> [EXTRACT]

— start —

Images of Dissent Transformations in Korean Minjung art
  •  
      HARVARD ASIA PACIFIC REVIEW, vol. 1, no. 2 (Summer 1997): 44-49

      Images of Dissent

      Transformations in Korean Minjung art

      BY   FRANK HOFFMANN


      Otto Dix, the great interwar political painter, did not die in 1933, in 1939, or in 1945, but in 1969. However, his pre-1945 work almost completely eclipsed his very sizable later œuvre . Similarly, leading Korean Minjung artists, probably the most radical critics of Korean politics and society during the 1980s, share a similar plight. Kim Pong-jun, formerly one of the regime’s most feared critics, who depicted the alienation of farmers in most of his paintings, now paints benign images of peasant families dancing happily under a clear blue Korean autumn sky; not the grotesque, not political parodies, not even hidden ironies, but a nativist vision of Utopia which, without a visual contextualization in the painting itself, can hardly be seen as political or social criticism. How will he be remembered? And does this mark the end of the Minjung Cultural Movement?
      Anyone visiting South Korea during the 1980s could see the pervasiveness of the images of Minjung art—as cover illustrations, student banners and murals, or strike placards. Minjung art first appeared in 1980, just after the Kwangju Massacre. Never before in the Peninsula’s history, or perhaps anywhere else for that matter has art played such a prominent role in a nation’s drive to democratization. This was precisely why the intellectual establishment attempted to counter its influence by declaring Minjung art a non-art—subliminal propaganda devoid of aesthetic quality. Castigated by mainstream scholarship and media (state endorsed or controlled) and ignored by associated art journals and galleries until the democratic countdown began in 1987, Minjung art nonetheless developed into a highly influential and evocative force.

    O Yun
    General Green Pea
    In this 1985 colored woodcut (35 x 26 cm) by O Yun (1946-1986), Chon Pong-jun, nicknamed “General Green Pea” because of his small stature, is portrayed as a dancing beanstalk. Chon was the leader of the Tonghak peasant forces, which according to leftist-nationalist interpretations, in 1894 sought to eradicate the hierarchical Confucian system in favor of a Utopian vision of freedom and equality. The use of the green pea as an icon for minjung protest serves as a fine example of the invention of tradition (in Eric Hobsbawm’s understanding): Sin Tong-yop was probably the first to use this term in his epic poem The Kum River (1967), which depicts the Tonghak Uprising not merely as a peasant uprising, but as an anti-imperialist revolutionary battle, the direct historical antecedent of the April Revolution of 1960 that led to Syngman Rhee’s resignation and the country’s short-lived democratic Chang Myon government. Later Kim Chi-ha published a poem entitled “Green Pea Blossom” in an allusion to Chon Pong-jun in his famous Yellow Earth volume. O Yun was strongly influenced by Kim’s work and adopted his motif in several woodcuts depicting the blooming green pea. Today, as Sin, Kim, and O have themselves become somewhat legendary, the green pea has also become an obligatory pattern in leftist literature and in Minjung art. Suddenly we have a tradition of minjung protest, with visual icons that seem to hark back to the late 19th century, even though they were only invented less than two decades ago.

— end —

> [GIVEN ENTRIES]
— start —

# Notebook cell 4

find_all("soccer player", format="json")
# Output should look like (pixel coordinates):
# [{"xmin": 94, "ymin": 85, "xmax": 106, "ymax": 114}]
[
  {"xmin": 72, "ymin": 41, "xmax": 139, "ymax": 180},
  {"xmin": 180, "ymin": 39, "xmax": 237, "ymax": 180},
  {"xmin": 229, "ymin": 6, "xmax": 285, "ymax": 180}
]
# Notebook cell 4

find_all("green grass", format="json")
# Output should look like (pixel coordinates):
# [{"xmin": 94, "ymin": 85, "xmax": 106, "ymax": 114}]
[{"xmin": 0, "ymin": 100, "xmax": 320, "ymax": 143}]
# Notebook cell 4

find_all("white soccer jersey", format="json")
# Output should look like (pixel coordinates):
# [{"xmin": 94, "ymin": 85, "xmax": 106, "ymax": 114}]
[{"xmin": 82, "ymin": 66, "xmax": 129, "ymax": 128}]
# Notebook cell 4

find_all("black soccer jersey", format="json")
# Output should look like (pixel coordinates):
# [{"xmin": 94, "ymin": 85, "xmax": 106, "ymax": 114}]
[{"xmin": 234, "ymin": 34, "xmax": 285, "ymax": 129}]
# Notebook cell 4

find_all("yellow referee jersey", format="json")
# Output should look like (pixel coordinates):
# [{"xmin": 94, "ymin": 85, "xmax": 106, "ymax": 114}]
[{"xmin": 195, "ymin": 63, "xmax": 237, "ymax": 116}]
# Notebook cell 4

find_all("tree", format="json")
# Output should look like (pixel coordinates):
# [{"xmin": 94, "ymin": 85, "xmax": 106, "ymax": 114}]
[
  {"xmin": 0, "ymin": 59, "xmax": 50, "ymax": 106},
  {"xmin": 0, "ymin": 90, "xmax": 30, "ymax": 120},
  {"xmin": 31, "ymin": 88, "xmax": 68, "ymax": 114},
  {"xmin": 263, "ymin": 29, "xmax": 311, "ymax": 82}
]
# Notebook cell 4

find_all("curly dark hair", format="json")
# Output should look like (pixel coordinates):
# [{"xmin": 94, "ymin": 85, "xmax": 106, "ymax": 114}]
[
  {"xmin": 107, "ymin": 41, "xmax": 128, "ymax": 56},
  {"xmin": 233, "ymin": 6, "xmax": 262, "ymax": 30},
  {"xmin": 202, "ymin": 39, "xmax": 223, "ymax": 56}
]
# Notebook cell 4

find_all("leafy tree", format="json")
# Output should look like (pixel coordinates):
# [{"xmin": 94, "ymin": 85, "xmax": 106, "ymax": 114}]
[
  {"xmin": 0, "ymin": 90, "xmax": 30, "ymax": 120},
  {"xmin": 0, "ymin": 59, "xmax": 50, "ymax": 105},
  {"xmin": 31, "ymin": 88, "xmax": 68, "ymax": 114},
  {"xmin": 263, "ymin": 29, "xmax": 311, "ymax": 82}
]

— end —

> [WHAT THE TASK ASKS]
Pick up the article on Korean Minjung art after its last sentence and carry it forward. The records play no part in what is asked here.

> [THE REPLY]
    •  
        Minjung artists severely criticized the dominance of “l’art pour l’art modernism" in South Korea’s art scene during the 1970s. Thus, the art world was split between the established modernists, adherents of formative experimentation, and the Minjung artists, who stressed substance over what they perceived to be aesthetic formalism. On the one hand, the modernists, in spite of political oppression, agricultural devastation, intense economic and political dependency on the US and Japan, and many other social ills, abided by the liberals’ taboo against the use of art as political statement. On the other hand, the Minjung approach favored content over technique. In order to build up art’s communicative power in representing marginalized sectors of society, they tried to reach both the middle class and the sector it took as its subject.
        It was the educated urban middle class that was the real agent in the use of this art medium. By and large, however, the movement failed to reach the majority of labor and peasant classes, the glorified and romanticized heroes of Minjung art, whose acclaimed involvement in the movement served as its principal cornerstone of political legitimacy. Although this has been a perennial problem of political art throughout the modern period, in practice this contradiction does not weaken its aesthetic and indoctrinal power. With its nativist rhetoric and its earthy, crude, and flashy images that can often be read on several levels of sophistication, Minjung art spoke to the aesthetic needs and political dreams of the educated and wealthy, albeit politically deprived, urban middle class of the 1980s.
        As an offspring of Korea’s democratic movement, Minjung art has gradually evolved in response to political developments, and has become part of mainstream art since the early 1990s. In 1994, the Kim Young Sam government felt secure enough to allow a large-scale exhibition entitled Fifteen Years of Minjung Art: 1980-1994 in the National Museum of Contemporary Art in Kwach’on. The museum’s largest-ever exhibit, visited by over 70,000 Korean citizens, seemed like a gigantic funeral ceremony for Minjung art. And in 1996, the government commissioned Hong Song-dam, one of the most acclaimed and radical Minjung artists, to create a 42-meter Minjung mural for a wall of Chonnam University in Kwangju, the center of protest in the Cholla provinces. Assembled from 646 tiles, the relief is the largest in the country.
        Prices for Minjung art have sky-rocketed. For instance, Sin Hak-ch’ol was jailed in 1989 for allegedly violating the National Security Law by publicly displaying one of his oil paintings, a work that depicts the yearning for reunification, and thereby criticizes the politics of the South Korean and US governments. The painting was confiscated and destroyed by the authorities. But at a solo exhibit in May 1991, all his pictures sold well; one of his huge oil paintings from the mid-1980s, with an even more radical message than the one for which he was imprisoned sold for 35 million won (US$ 45,000).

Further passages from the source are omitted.